TAREA DEL EJERCICIO 1: ¿Puedes reproducir palabra por palabra la parte del texto sobre La metamorfosis de Kafka que comienza con las palabras que contienen "Por un par de" y termina con "desde el techo)."?
TAREA DEL EJERCICIO 2: ¿Podrías retomar el texto sobre La metamorfosis de Kafka y seguir escribiéndolo a partir de su última oración?

Si así fuera, el relato de Kafka (que Borges correctamente llamaba «La transformación», aunque sus editores titularon «La metamorfosis») bien podría ser leído como un relato sobre la lenta formación de una auto-conciencia que tarda en comprender la mutación que ya le ha sobrevenido. Su biógrafo, Max Brod, cuenta que el escritor leía en voz alta fragmentos del relato a sus amigos entre risas. El humor como asimilación de lo inusual. Porque, a diferencia de lo que habitualmente se supone, en Kafka es el cuerpo quien actúa de modo veloz, mientras que la conciencia resulta un procesador demasiado lento. Se entera siempre tarde de lo que ya le ha ocurrido.

 
 

Por un par de meses, Samsa descubre su cuerpo de insecto y retiene recuerdos de humano. Se entusiasma cuando su querida hermana deja en el suelo un plato con su alimento preferido -leche dulce con pan-, que sin embargo ya no logra saborear. Ahora le repugna y, en cambio, le encanta el queso podrido. La memoria de haber tenido otro cuerpo retarda la consumación plena del proceso transformativo. Pero la transformación es inexorable. Al cambio del cuerpo (caparazón, patitas ligeras) le corresponde un cambio de afectos (ya no le gusta lo que le gustaba, sino lo que antes despreciaba) y de percepciones (Gregorio ahora disfruta de ver a su familia desde el techo).

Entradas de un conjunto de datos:
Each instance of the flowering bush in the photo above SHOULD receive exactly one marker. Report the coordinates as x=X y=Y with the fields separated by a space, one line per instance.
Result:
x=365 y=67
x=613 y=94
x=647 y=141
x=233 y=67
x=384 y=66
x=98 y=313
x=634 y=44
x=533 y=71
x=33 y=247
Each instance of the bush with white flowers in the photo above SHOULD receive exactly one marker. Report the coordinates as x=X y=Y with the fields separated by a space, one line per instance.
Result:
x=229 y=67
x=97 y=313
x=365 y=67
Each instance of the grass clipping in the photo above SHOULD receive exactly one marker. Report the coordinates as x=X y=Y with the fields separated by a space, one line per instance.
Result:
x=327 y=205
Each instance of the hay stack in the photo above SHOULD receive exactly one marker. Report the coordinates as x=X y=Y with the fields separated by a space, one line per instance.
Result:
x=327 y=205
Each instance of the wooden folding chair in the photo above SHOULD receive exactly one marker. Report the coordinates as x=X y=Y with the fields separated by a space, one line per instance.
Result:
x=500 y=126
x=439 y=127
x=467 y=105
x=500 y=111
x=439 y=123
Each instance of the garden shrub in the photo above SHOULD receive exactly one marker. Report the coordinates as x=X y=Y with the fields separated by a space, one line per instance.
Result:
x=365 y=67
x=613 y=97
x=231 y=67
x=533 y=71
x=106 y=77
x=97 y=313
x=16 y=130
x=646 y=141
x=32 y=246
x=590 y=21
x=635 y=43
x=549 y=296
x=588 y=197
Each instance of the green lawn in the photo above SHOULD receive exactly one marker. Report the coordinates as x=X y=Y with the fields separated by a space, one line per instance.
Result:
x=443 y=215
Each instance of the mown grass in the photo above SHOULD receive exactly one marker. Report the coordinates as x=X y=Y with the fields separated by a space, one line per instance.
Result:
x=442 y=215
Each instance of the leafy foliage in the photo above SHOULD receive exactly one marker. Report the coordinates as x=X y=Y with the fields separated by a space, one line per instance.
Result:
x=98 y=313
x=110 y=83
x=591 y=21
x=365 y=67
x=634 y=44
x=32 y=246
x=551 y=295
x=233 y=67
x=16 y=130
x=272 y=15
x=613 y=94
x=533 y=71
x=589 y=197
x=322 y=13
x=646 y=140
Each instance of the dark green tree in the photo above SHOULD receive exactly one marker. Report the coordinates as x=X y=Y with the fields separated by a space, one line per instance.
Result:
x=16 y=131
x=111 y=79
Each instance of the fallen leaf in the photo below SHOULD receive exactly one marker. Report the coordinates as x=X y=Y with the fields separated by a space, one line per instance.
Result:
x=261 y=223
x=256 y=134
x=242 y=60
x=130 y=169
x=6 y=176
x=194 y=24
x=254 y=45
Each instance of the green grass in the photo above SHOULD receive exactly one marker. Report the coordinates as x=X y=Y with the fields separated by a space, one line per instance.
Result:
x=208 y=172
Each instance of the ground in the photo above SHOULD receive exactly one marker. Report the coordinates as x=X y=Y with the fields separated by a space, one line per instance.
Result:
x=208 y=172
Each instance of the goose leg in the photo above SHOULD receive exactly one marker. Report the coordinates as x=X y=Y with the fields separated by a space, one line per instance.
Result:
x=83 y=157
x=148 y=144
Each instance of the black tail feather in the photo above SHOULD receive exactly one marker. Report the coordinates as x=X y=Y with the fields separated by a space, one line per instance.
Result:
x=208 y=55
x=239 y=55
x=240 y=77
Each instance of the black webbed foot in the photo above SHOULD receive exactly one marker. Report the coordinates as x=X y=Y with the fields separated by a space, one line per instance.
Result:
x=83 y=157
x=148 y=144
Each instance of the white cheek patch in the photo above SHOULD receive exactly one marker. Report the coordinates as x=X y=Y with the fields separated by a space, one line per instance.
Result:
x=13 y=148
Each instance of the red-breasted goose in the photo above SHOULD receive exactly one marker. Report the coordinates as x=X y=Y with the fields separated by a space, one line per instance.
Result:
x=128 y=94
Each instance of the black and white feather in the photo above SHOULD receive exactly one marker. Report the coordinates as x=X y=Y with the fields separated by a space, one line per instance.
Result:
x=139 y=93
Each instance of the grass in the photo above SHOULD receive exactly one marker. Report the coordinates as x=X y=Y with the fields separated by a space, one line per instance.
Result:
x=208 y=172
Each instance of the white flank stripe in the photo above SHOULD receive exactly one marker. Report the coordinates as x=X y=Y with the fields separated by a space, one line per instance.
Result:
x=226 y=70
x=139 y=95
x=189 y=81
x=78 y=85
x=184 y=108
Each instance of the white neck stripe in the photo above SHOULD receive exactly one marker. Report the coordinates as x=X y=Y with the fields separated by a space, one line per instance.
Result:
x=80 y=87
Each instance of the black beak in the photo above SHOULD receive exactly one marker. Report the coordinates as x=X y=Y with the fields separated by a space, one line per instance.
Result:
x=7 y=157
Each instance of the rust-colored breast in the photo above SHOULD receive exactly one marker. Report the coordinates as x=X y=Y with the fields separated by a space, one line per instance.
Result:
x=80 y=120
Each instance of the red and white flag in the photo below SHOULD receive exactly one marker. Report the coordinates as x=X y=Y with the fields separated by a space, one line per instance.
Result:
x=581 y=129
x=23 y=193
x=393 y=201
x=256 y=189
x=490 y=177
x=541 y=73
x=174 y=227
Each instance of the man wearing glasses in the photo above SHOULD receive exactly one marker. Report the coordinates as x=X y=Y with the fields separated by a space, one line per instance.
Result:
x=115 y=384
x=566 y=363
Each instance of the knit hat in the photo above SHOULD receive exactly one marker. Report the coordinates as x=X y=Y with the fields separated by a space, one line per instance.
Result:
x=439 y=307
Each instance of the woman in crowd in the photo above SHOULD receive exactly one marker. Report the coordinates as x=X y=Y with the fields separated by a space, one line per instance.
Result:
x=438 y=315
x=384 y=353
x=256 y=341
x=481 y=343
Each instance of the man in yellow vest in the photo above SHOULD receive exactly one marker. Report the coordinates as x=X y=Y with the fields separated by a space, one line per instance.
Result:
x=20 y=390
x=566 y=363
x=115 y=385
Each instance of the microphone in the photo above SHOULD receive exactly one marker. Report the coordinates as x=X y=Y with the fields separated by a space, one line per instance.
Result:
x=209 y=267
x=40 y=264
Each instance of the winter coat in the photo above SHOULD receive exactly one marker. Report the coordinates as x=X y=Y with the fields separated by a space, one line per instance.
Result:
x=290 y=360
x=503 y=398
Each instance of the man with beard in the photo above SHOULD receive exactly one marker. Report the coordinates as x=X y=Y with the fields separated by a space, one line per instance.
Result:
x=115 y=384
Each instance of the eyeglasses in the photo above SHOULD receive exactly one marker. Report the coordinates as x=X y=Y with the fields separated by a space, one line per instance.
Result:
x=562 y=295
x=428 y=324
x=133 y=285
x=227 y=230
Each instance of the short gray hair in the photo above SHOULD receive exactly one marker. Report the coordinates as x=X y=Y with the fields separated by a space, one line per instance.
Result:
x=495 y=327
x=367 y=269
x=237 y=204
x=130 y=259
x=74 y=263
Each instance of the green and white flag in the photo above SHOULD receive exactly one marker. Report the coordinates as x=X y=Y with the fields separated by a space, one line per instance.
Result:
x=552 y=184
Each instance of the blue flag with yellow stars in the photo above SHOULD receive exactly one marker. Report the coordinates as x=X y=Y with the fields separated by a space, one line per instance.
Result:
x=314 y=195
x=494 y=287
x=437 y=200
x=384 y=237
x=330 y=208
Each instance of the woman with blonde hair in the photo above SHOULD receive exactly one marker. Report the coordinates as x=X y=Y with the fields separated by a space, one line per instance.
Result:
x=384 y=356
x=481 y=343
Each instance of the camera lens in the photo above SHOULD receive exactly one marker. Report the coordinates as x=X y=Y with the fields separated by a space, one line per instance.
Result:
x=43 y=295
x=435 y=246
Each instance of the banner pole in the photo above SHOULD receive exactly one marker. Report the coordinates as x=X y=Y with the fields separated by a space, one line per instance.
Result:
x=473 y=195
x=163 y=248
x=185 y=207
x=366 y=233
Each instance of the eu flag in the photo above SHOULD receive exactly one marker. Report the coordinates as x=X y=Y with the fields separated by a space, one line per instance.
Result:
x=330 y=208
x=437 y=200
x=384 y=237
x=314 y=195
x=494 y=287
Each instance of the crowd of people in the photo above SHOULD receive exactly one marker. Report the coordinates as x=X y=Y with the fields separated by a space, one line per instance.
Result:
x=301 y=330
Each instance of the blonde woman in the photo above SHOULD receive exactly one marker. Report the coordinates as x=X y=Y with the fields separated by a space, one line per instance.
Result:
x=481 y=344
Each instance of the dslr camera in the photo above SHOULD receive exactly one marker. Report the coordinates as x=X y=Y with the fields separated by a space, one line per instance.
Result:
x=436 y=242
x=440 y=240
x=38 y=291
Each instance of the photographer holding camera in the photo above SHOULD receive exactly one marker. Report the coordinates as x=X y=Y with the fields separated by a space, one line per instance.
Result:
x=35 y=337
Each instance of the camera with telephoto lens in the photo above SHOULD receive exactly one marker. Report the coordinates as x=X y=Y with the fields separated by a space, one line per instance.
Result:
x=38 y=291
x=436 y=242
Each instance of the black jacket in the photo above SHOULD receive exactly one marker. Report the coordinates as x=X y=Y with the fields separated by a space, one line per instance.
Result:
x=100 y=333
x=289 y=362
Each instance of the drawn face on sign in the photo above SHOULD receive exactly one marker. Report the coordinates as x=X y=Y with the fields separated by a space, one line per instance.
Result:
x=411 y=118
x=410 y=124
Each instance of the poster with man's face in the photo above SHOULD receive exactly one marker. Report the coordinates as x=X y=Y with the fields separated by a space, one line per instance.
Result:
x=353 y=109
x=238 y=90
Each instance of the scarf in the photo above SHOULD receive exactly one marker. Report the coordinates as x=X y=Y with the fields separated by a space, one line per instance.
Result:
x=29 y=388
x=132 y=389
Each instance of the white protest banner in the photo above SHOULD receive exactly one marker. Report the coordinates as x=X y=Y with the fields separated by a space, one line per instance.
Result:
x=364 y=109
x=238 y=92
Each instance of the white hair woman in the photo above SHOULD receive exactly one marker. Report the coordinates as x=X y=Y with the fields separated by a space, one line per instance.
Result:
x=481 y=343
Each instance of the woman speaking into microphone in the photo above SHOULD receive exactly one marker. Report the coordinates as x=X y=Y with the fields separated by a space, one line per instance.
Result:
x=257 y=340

RESULTADO 1:
Por un par de meses, Samsa descubre su cuerpo de insecto y retiene recuerdos de humano. Se entusiasma cuando su querida hermana deja en el suelo un plato con su alimento preferido -leche dulce con pan-, que sin embargo ya no logra saborear. Ahora le repugna y, en cambio, le encanta el queso podrido. La memoria de haber tenido otro cuerpo retarda la consumación plena del proceso transformativo. Pero la transformación es inexorable. Al cambio del cuerpo (caparazón, patitas ligeras) le corresponde un cambio de afectos (ya no le gusta lo que le gustaba, sino lo que antes despreciaba) y de percepciones (Gregorio ahora disfruta de ver a su familia desde el techo).

RESULTADO 2:
En Kafka la mutación no parte de la reflexión intencional del sujeto, y lo insoportable se impone como condición de cualquier elección. La aparición de un nuevo deseo, así como la muerte del deseo anterior, no ocurren sino en un cuerpo nuevo y bajo el influjo de una redistribución de las potencias. En otro relato, un poco posterior, Un informe para una academia, el protagonista, un conferenciante, trata sobre su “simiesca vida anterior”. El proceso de transformación es aquí más avanzado, puesto que el mono de la academia no sólo habla sino que es, además, capaz de narrar las mutaciones que ha atravesado durante los cinco años que lleva ya el proceso de su propia transformación. Herido por cazadores humanos en la selva, atrapado y trasladado en un barco, Pedro el rojo -así lo llamaron sus captores- no tardó en comprender que debía desprenderse de sus recuerdos de juventud si quería encontrar una salida: “Es a propósito que no digo libertad”, puesto que sobre ella “los hombres frecuentemente se engañan”. Y así como la libertad es uno de los sentimientos más elevados, “también el correspondiente engaño es de los más elevados”. Rojo parece venir a aclarar lo que en Samsa -seguramente por haber hecho el trayecto inverso, perdiendo junto a la forma humana la capacidad de narrar- no podía ya explicar. Y es que el deseo de quien se transforma no es exactamente un deseo humano. Dice rojo: “No; yo no quería libertad; solamente una salida”. Sólo que en sus circunstancias, esa salida no podía conquistarse por medio de la fuga. De haber sido “un partidario de la ya mencionada libertad, seguramente habría preferido el océano a la salida que se me mostraba en las turbias miradas de esos hombres”. ¿Y Cuál era esa salida? Imitar a los humanos, adquirir su lenguaje: “cuando se quiere encontrar una salida se aprende”. Y el único medio de salir de la jaula fue para Rojo hacerse “un Europeo”.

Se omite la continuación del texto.